> **PROBLEM TO WORK ON**: Print the line containing "Tag the scaffold" and each line after it through the end, please, with nothing added.
(begin)
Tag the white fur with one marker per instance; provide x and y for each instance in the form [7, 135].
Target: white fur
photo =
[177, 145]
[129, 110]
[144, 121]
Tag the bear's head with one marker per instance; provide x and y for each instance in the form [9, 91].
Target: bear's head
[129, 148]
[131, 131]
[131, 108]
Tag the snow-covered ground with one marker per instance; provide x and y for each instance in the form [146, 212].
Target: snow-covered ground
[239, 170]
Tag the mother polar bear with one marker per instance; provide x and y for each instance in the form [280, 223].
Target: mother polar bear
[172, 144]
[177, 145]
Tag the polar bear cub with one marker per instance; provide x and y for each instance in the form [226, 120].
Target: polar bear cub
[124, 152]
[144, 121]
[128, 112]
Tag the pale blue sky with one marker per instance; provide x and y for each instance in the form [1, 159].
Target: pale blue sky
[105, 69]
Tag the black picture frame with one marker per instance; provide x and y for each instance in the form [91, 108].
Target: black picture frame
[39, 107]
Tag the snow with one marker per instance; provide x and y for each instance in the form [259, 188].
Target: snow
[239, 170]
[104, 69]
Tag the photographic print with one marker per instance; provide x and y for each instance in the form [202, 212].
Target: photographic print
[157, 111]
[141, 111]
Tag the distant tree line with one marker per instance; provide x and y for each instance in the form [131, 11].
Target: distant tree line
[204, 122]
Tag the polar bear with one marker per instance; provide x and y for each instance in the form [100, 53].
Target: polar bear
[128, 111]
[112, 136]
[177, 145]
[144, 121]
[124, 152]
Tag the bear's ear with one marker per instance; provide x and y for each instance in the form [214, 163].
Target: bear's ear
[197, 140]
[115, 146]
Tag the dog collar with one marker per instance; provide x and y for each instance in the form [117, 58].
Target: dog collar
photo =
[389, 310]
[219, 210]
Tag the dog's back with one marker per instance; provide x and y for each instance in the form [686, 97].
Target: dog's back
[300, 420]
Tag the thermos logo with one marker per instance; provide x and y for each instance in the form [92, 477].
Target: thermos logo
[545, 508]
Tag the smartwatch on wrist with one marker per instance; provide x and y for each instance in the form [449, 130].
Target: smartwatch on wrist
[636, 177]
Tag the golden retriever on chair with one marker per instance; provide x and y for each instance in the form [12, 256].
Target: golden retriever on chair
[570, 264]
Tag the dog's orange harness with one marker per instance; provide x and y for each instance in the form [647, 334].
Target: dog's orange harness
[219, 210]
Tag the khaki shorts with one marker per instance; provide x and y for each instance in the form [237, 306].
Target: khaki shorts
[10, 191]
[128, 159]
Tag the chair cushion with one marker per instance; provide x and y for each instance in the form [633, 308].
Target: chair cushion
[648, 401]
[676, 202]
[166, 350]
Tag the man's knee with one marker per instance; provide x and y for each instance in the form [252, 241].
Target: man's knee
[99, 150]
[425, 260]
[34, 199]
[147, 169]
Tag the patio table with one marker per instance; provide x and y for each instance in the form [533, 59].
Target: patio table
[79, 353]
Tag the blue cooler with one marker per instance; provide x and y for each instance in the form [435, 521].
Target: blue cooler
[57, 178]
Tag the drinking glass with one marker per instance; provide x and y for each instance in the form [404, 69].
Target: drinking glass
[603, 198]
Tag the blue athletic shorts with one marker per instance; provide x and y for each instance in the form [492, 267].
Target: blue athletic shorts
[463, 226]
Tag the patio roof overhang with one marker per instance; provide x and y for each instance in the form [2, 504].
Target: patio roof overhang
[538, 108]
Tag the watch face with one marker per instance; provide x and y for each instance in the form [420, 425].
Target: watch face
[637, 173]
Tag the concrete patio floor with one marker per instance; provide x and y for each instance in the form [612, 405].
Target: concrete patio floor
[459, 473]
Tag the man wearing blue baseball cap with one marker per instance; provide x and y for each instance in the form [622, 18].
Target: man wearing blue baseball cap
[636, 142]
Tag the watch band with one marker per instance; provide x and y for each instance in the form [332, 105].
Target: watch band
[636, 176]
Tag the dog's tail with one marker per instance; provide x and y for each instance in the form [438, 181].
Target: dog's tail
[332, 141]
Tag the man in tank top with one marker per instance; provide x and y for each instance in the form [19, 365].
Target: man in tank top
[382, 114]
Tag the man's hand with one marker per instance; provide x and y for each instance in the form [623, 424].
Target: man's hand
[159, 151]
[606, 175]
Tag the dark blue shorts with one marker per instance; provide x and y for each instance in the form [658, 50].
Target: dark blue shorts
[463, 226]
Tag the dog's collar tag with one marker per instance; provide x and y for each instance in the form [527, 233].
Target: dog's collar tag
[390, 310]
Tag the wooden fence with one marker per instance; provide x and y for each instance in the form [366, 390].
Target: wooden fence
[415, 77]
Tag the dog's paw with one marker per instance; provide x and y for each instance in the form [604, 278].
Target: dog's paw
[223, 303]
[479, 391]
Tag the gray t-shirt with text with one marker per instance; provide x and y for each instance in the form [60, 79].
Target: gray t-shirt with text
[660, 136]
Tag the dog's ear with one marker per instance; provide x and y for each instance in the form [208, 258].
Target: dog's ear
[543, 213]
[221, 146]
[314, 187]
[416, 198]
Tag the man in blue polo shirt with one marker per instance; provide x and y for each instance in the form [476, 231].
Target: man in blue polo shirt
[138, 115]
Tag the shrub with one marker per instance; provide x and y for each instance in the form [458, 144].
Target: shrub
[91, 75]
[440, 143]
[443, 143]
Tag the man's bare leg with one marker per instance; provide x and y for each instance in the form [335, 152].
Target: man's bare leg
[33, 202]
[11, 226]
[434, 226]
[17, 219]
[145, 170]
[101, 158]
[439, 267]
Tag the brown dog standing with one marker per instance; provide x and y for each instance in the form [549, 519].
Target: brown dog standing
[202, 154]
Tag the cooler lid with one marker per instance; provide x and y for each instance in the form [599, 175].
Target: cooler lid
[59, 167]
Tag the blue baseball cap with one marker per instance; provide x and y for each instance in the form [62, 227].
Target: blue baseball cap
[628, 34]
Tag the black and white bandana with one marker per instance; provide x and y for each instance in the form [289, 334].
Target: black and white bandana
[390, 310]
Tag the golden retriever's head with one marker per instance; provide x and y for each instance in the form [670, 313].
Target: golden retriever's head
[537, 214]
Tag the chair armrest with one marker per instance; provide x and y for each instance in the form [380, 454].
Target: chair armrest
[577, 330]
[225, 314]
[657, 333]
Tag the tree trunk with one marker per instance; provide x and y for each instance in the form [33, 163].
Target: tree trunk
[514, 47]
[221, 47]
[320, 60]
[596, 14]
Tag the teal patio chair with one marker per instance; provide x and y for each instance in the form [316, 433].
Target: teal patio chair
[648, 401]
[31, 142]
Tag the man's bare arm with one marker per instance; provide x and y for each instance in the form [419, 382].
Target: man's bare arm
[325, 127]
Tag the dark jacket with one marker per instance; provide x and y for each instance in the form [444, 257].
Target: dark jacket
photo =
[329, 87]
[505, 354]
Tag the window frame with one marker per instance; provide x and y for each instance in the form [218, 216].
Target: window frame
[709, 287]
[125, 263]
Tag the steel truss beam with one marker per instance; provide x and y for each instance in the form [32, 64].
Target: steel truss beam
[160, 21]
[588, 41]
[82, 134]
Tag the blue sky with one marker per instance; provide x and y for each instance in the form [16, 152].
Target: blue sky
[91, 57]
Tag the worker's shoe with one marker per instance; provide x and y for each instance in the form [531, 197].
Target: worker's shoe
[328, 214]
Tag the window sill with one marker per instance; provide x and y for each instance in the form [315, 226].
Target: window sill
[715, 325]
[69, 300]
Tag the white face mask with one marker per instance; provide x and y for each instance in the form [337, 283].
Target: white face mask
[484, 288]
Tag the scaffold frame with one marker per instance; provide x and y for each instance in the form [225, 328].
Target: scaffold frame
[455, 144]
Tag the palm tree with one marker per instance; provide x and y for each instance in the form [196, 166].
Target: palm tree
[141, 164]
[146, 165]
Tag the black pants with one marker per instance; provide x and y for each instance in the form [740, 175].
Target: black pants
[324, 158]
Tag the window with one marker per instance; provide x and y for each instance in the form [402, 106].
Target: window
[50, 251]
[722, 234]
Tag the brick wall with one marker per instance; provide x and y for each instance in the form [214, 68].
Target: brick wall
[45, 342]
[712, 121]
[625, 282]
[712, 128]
(end)
> **IN RESPONSE**:
Tag the scaffold frame with one marker per instance; provide x and y for each instance in the form [225, 328].
Target: scaffold frame
[455, 144]
Tag the palm tree with one marker per instance; provide x and y for each instance in the form [196, 166].
Target: palm tree
[141, 164]
[146, 165]
Tag the black pants with one marker per instance; provide x and y for each instance in the form [740, 175].
Target: black pants
[324, 158]
Tag the window with one marker per instance; provide x and y for each instance in the form [402, 106].
Target: window
[50, 251]
[722, 234]
Tag the brick wall with one marker per instance; provide x and y for each instance in the form [214, 68].
Target: brick wall
[45, 342]
[712, 121]
[625, 282]
[712, 128]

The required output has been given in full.